● **THE PROBLEM**: The answer must be every line from the entries below that includes "dark".
• • • •
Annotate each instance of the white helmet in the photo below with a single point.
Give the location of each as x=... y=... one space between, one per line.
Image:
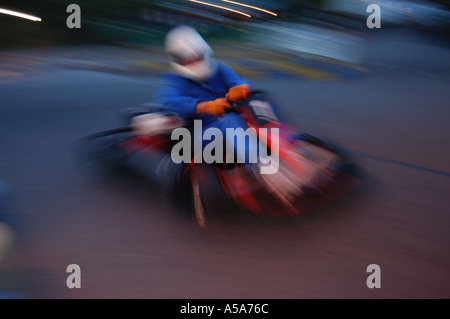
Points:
x=188 y=53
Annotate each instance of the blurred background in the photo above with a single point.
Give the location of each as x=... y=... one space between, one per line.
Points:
x=381 y=93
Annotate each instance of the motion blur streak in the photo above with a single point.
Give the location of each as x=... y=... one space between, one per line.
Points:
x=20 y=15
x=220 y=7
x=251 y=7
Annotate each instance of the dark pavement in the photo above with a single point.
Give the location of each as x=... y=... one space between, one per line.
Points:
x=129 y=244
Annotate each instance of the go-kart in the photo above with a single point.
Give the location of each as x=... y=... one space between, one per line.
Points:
x=320 y=172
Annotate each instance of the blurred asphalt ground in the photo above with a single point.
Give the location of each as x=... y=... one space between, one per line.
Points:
x=248 y=61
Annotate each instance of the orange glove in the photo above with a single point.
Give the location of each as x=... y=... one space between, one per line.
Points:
x=216 y=107
x=237 y=93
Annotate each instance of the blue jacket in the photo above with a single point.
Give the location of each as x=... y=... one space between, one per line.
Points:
x=181 y=95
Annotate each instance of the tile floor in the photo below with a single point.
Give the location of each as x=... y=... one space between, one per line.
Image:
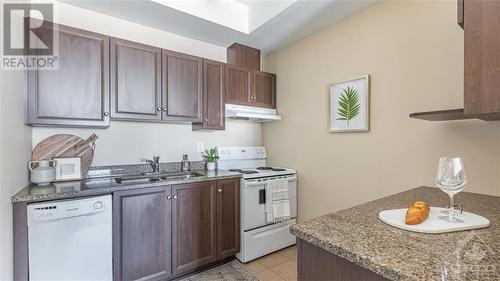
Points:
x=278 y=266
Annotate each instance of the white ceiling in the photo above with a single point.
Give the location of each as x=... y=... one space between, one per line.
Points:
x=270 y=24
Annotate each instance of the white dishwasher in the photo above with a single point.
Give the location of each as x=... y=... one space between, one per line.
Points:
x=71 y=240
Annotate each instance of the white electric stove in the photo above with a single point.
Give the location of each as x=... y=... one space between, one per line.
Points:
x=258 y=237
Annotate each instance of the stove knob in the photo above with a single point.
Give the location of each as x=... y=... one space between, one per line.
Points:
x=98 y=205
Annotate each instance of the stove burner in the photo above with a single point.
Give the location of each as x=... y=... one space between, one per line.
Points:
x=245 y=172
x=264 y=168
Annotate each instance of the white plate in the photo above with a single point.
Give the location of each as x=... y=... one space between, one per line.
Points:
x=433 y=224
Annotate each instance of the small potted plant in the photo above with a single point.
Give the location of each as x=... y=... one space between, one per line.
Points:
x=211 y=156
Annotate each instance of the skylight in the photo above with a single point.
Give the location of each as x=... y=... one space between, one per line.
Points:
x=243 y=15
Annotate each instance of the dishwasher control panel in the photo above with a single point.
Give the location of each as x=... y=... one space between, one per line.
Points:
x=64 y=209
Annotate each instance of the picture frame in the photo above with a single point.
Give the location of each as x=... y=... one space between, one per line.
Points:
x=68 y=168
x=350 y=105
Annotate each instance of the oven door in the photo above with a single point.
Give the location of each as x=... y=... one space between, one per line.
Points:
x=253 y=200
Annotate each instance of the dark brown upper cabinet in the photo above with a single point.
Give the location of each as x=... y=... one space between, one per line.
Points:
x=263 y=89
x=182 y=78
x=193 y=226
x=214 y=96
x=141 y=234
x=238 y=85
x=482 y=57
x=481 y=23
x=77 y=94
x=243 y=56
x=228 y=217
x=135 y=81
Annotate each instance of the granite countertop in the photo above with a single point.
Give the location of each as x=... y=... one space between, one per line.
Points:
x=357 y=235
x=103 y=185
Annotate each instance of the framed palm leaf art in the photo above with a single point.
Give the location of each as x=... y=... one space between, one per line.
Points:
x=350 y=105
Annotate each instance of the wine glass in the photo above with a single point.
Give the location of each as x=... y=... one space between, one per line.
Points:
x=451 y=179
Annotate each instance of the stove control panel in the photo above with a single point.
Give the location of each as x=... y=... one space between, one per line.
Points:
x=241 y=152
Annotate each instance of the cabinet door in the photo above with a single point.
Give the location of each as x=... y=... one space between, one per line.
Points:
x=135 y=81
x=77 y=94
x=182 y=87
x=193 y=226
x=264 y=89
x=238 y=85
x=142 y=225
x=228 y=217
x=482 y=57
x=213 y=96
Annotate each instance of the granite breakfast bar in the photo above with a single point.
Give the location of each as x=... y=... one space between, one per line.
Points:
x=353 y=244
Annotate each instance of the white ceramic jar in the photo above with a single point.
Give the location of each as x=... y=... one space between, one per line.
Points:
x=210 y=166
x=44 y=173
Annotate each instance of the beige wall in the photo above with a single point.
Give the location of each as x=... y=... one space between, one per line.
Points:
x=15 y=152
x=128 y=142
x=413 y=52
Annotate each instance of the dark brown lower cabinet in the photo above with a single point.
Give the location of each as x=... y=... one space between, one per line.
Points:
x=141 y=230
x=228 y=217
x=193 y=226
x=166 y=232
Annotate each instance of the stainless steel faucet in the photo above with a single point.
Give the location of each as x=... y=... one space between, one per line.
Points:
x=155 y=164
x=185 y=163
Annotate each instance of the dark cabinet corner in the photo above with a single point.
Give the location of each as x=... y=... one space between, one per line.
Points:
x=193 y=226
x=228 y=217
x=214 y=96
x=135 y=81
x=141 y=234
x=264 y=89
x=182 y=80
x=77 y=93
x=238 y=85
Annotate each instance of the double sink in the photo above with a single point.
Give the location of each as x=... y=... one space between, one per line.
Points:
x=156 y=177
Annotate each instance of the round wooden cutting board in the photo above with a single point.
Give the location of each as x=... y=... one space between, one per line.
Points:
x=65 y=145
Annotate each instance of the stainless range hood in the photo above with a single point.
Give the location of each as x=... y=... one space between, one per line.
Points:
x=254 y=114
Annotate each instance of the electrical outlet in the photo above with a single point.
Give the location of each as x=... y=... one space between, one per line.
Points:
x=201 y=148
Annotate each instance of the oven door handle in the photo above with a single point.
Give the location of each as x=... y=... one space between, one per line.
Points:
x=262 y=196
• • • •
● **ANSWER TO THIS EXERCISE**:
Annotate each instance of the dark pavement in the photo above with a single point.
Annotate each instance of the dark brown upper cabinet in the photo above with a single point.
Annotate each instance of the dark brown lower cabinet in the photo above with a single point.
Annotate each instance of the dark cabinet corner in the photo above with a single point.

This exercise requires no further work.